What to produce
Present exactly, and only, the lines running from the line that contains "For each instance of the mountain, drop" through the end of the entries below.

☆ ☆ ☆ ☆ ☆ ☆ ☆

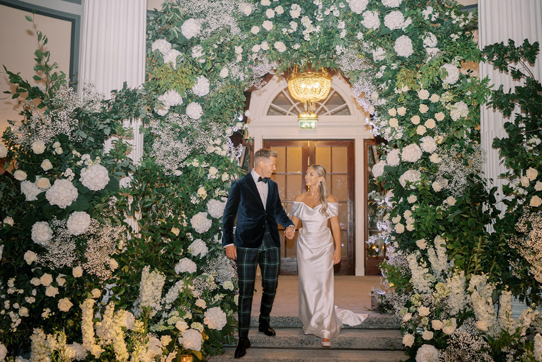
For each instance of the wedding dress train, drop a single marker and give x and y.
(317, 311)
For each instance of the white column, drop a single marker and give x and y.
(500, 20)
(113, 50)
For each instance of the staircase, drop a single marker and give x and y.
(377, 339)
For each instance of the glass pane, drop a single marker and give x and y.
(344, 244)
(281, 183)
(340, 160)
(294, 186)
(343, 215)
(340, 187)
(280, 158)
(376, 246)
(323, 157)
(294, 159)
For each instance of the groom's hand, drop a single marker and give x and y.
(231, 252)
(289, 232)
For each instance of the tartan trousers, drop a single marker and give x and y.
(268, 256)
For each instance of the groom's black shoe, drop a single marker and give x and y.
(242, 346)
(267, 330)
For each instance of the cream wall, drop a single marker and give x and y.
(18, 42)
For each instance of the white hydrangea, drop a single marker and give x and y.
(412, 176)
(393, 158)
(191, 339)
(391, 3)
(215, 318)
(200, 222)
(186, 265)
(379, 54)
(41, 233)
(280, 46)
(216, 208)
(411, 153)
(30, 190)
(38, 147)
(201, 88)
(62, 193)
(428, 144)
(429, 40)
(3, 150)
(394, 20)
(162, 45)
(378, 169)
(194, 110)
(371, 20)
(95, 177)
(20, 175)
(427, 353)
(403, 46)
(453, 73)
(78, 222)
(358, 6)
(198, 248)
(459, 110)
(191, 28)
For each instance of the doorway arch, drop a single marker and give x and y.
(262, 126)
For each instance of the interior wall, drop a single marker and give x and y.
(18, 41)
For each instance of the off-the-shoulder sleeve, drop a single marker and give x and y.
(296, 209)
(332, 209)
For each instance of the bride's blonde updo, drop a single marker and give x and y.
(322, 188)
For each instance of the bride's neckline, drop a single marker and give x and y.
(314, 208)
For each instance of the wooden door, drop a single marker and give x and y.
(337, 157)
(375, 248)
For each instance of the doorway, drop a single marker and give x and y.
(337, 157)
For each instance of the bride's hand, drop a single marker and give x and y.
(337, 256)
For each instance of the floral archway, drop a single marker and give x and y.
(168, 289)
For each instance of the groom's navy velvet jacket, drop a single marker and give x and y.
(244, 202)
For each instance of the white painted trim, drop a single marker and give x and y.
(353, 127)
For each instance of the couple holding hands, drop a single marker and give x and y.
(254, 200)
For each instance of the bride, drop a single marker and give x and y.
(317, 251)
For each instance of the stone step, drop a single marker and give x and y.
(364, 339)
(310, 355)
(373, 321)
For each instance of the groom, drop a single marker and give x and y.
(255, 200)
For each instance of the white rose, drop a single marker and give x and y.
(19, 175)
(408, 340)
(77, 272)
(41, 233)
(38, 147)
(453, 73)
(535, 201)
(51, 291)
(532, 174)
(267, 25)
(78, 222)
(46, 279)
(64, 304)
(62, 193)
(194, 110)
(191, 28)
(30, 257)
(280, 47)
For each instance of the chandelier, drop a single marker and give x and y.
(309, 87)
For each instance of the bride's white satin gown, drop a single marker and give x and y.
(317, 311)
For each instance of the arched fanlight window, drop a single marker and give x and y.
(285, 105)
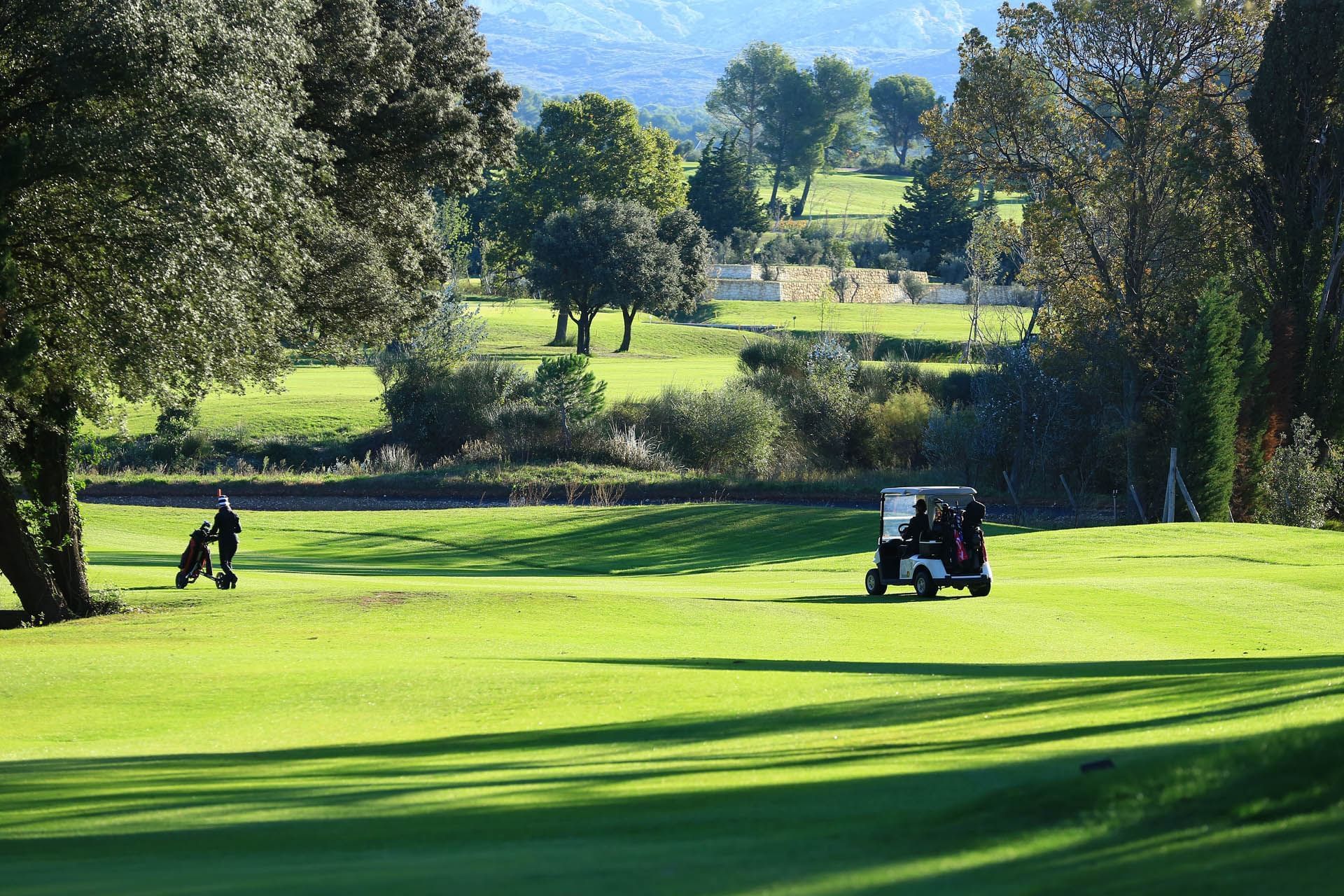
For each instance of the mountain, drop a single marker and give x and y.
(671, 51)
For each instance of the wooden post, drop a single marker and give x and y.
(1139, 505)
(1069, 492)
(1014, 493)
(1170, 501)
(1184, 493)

☆ ☆ ☆ ☆ ☆ ☆ ☆

Written answer
For each instance of the mountain, drop a single marker and give x and y.
(671, 51)
For each instance of the wooden post, drop a single marker and give x and y.
(1139, 505)
(1069, 492)
(1014, 493)
(1170, 501)
(1184, 493)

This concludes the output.